### WRITTEN PROBLEM
Report how many lines below contain the string "foliage", with case counting. Give only the number.

### RECORDS PROVIDED

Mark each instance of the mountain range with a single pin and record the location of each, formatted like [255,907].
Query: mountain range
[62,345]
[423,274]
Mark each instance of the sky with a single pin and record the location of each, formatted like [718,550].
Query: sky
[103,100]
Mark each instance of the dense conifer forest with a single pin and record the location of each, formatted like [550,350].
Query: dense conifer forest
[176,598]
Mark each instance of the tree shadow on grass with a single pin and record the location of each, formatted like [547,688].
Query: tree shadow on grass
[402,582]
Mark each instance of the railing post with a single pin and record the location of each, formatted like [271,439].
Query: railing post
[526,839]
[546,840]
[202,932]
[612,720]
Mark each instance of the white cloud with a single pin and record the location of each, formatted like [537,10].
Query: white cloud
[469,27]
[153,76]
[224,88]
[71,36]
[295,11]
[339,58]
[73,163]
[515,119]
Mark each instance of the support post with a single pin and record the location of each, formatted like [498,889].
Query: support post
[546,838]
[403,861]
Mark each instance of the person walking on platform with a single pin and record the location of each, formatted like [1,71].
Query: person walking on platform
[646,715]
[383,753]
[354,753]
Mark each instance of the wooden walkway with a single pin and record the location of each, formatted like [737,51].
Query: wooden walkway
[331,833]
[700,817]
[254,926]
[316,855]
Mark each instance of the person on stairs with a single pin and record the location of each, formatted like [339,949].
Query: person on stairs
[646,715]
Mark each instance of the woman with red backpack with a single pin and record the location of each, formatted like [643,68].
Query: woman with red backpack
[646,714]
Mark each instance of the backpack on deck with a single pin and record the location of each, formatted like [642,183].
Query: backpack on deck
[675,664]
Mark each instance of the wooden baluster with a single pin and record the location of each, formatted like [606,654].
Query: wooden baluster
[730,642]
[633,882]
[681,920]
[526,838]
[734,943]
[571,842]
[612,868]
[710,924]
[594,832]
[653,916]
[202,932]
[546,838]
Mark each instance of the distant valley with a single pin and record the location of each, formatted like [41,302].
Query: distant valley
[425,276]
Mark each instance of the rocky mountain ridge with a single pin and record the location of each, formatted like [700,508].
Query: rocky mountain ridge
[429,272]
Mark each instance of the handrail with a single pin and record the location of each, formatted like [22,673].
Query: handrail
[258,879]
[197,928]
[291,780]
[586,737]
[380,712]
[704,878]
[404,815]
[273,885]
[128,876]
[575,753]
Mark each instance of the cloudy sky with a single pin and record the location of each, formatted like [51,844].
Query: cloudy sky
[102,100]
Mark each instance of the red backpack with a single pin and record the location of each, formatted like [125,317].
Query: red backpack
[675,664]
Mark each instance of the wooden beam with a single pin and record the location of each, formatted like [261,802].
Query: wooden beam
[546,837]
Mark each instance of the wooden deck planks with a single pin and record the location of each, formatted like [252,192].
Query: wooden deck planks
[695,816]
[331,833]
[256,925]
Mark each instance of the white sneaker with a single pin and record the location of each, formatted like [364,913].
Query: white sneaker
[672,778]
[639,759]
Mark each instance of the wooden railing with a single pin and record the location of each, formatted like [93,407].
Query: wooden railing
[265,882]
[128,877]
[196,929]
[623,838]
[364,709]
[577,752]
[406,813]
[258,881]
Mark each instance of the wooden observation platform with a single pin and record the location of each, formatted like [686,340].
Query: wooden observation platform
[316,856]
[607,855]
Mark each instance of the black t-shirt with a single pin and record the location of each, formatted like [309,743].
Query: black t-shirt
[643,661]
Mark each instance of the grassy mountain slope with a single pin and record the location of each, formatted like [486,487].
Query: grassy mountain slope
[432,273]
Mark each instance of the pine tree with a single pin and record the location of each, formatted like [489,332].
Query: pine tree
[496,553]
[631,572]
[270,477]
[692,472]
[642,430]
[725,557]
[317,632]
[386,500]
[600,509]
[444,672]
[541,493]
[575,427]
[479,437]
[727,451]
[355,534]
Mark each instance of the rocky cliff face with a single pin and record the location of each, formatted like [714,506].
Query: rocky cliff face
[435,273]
---
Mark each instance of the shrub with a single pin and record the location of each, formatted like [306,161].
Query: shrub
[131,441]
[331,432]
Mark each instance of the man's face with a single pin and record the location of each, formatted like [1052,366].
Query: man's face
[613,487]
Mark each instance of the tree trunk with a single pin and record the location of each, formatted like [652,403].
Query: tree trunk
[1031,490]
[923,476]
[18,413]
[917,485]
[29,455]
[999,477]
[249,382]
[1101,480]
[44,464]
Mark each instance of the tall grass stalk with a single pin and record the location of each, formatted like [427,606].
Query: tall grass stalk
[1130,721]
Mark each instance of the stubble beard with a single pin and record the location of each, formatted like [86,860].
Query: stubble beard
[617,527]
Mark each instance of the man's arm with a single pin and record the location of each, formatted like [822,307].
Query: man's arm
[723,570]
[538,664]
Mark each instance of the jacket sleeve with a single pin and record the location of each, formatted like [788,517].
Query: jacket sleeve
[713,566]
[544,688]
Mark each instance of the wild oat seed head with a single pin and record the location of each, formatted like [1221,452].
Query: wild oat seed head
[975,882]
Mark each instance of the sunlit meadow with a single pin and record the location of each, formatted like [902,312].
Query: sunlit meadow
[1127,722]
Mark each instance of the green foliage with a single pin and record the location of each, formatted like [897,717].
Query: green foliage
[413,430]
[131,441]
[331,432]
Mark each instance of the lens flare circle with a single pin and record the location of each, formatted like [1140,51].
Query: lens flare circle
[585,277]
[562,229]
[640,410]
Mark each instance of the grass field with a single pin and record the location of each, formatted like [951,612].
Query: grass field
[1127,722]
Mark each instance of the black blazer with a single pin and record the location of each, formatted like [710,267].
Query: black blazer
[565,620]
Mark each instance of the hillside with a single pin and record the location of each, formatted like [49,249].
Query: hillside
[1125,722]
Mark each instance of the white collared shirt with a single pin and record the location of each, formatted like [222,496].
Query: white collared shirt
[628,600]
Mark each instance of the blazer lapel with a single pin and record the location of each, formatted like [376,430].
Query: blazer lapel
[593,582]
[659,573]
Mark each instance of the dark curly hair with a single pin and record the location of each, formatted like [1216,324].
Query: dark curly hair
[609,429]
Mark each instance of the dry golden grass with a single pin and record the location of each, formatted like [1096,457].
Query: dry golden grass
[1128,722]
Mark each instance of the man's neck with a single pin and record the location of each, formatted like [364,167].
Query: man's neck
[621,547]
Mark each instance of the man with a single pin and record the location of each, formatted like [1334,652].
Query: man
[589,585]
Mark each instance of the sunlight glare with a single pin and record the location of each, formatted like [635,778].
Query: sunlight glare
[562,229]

### IN RESPONSE
2